◆ **Tekst do przeczytania**

§

Skocz do zawartości

Problem z żywieniem kur niosek prosze o pomoc


Rekomendowane odpowiedzi

Opublikowano (edytowane)

Witam.

Od tego roku prowadzę hodowlę kur niosek wolnowybiegowych typu Rosa 1. Nabyłem już trochę doświadczenia ale mam problem, którego nie potrafię rozwiązać...nie daje mi to spokojnie spać.Chodzi o problem żywienia i ułożenia stałej receptury, która da sprawdzone efekty i zachowa przede wszystkim zdrowie u kur.Mówiąc efekty mam na myśli uzyskanie: duży rozmiar jaj>,duża ilość jaj gdzie to pierwsze jest ważniejsze. Temat będzie dość obszerny dlatego z góry dziękuję osobom które zaangażują się w wątęk i będą w stanie mi pomóc.Pytanie jest chyba bardziej do specjalistów żywienia. Problem polega na tym że chciałbym uzyskać jak największe rozmiary jajka ( liczba jest mniej ważna) gdyż wszyscy klienci których posiadam są zainteresowani w głównej mierze rozmiarami L, XL i większymi a mniej rozmiarami M i S co wcale mnie nie dziwi. Póki co jajka ciągle oskaluja w rozmiarach M jakieś 60-70% i mniej L, XL tylko jakieś 20-30%.Za niesort są po prostu niskie ceny i dostaje się po kieszeni ( a mam możliwość sortowania) no i ludzie niechcą za bardzo S i M. Nieśniość jest u mnie na poziomie 600-700 szt/dzienie na 900 szt kur. Kury karmione są paszą własnego wyrobu z własnych zbóż, koncentratu i dodatków paszowych oraz w małej ilości warzyw które zostają nam jako odpad w gospodarstwie i stanowią tylko dodatek( m in. ścięty buraczek ćwikłowy, liście brokuła) o walorach jakie warzywa nadają jajku nie będę się rozpisywał bo to wiedzą ludzie wtajemniczeni jak i moi klienci :). Wiele razy konsultowałem się ze specjalistami od żywienia z mojej firmy dostarczającej koncentrat ale to nie przyniosło efektów póki co. Zacznę o początku

 

Jak się dowiedziałem na wielkość jaja składa się głównie ilość białka i ew energii w paszy. Mówiono mi że przyczyną małych jaj jest energia po czym dodałem olej sojowy. Nie pomogło. Później że białko. Dodałem śrutę sojową. Nie pomogło również zbyt wiele.

 

Wiek kur: 28 tyg

Typ - Rosa 1 ( podobno są rasy które jedzą mniej paszy i dają większe jaja) ale czy to prawda?

- Stały dostęp do wody

- Temperatura w kurniku 10-15 stopni

- Sucho, podścielane na bieżąco

Żywienie

Kury dostają 120-140g paszy /szt dobowo

Do tej pory kury są karmione:

Na 1t śruty mieszalnika:

 

- kreda pastewna gruboziarnista 90kg ( mocna skorupa)

- śruta sojowa 45% 150kg (białko)

§

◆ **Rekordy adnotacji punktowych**
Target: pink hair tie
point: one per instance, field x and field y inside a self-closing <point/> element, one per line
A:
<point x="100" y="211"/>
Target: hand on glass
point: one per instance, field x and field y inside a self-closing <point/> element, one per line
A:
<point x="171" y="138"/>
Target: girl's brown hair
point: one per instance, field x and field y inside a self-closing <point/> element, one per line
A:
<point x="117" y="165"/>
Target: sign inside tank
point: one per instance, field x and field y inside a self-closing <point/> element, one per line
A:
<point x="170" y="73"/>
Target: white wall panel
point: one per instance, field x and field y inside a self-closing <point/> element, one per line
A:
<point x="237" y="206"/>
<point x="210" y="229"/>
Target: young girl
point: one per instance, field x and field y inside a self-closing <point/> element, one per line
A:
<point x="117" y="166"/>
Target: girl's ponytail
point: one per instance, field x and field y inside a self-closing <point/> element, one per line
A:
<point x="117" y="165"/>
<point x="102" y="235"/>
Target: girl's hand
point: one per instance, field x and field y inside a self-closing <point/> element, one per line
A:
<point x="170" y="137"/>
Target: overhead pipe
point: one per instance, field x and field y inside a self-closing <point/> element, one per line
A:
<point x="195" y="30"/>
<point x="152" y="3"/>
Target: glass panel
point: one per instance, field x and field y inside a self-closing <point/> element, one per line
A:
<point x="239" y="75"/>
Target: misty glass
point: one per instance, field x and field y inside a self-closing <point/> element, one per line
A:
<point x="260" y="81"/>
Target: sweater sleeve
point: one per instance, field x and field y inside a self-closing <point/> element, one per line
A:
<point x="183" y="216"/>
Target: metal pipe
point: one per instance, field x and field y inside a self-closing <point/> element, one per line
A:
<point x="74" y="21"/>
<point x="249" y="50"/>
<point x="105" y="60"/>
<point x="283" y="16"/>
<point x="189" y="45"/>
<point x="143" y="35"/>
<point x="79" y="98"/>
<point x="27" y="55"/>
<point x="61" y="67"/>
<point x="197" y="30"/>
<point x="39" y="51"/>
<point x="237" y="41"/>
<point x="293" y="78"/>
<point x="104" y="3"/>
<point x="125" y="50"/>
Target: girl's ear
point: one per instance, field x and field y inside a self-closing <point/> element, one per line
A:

§

◆ **Zestaw zadań**
• a. Streść wpis o żywieniu kur niosek w dwóch zdaniach.
• b. Odpowiedz na podstawie wpisu o żywieniu kur niosek:
(i) Ile jaj dziennie zbiera autor i od ilu kur?
(ii) Jaka temperatura panuje w kurniku?
(iii) Ile kredy pastewnej gruboziarnistej dodaje się na 1 t śruty mieszalnika?
• c. Kontynuuj wpis o żywieniu kur niosek, zaczynając zaraz po ostatniej podanej linijce.
Dane pochodzą z innego źródła niż tekst.

◆ **Oczekiwane wyniki**
• a. Autor od tego roku hoduje wolnowybiegowe kury nioski typu Rosa 1 i chce ułożyć stałą recepturę paszy, która da przede wszystkim duże jaja, bo klienci wolą rozmiary L i XL, a obecnie 60–70% jaj ma rozmiar M. Dodanie oleju sojowego, a potem śruty sojowej nie przyniosło wyraźnej poprawy, choć kury dostają 120–140 g paszy własnego wyrobu na sztukę dziennie.

• b.
(i) 600–700 sztuk od 900 kur.
(ii) 10–15 stopni.
(iii) 90 kg.

• c.
- olej sojowy 15l (energia)

- koncentrat dla niosek dj kolor 10% 100kg

- mieszanka zbożowa 60% owies 30% jeczmień 20% pszenica - 300 kg

- jęczmień 200 kg

- pszenica 100 kg

- worek 50kg żyta ( kwestia sporna)

No i trochę warzyw czy to liści dla dodatku na wybiegu

 

Wiem że mieszanka w głównej ilości nie jest zbyt dobrym rozwiązaniem ale starałem się ją dawać aby po prostu ją wykorzystać bo został mi zapas.Może to było również błędem.

 

Teraz zamierzam wprowadzić małe zmiany i proszę o jakieś opinie co do tego ew korekcje.

Zamierzam zamiast mieszanki dawać w przewadze głównie śrutowaną pszenicę i jęczmień czyli:

 

kreda pastewna gruboziarnista 90kg

- śruta sojowa 45% 150kg

- olej sojowy 15l

- koncentrat dla niosek dj kolor 10% 100kg

- pszenica 350 kg

- jęczmień 150 kg

- mieszanka zbożowa 60% owies 30% jeczmień 20% pszenica - 100 kg

- worek żyta 50 kg ( można zamienić np na pszenice bo żyto nie za dobre dla kur podobno)

 

Jak myślicie czy taka receptura ma prawo zdać egzamin?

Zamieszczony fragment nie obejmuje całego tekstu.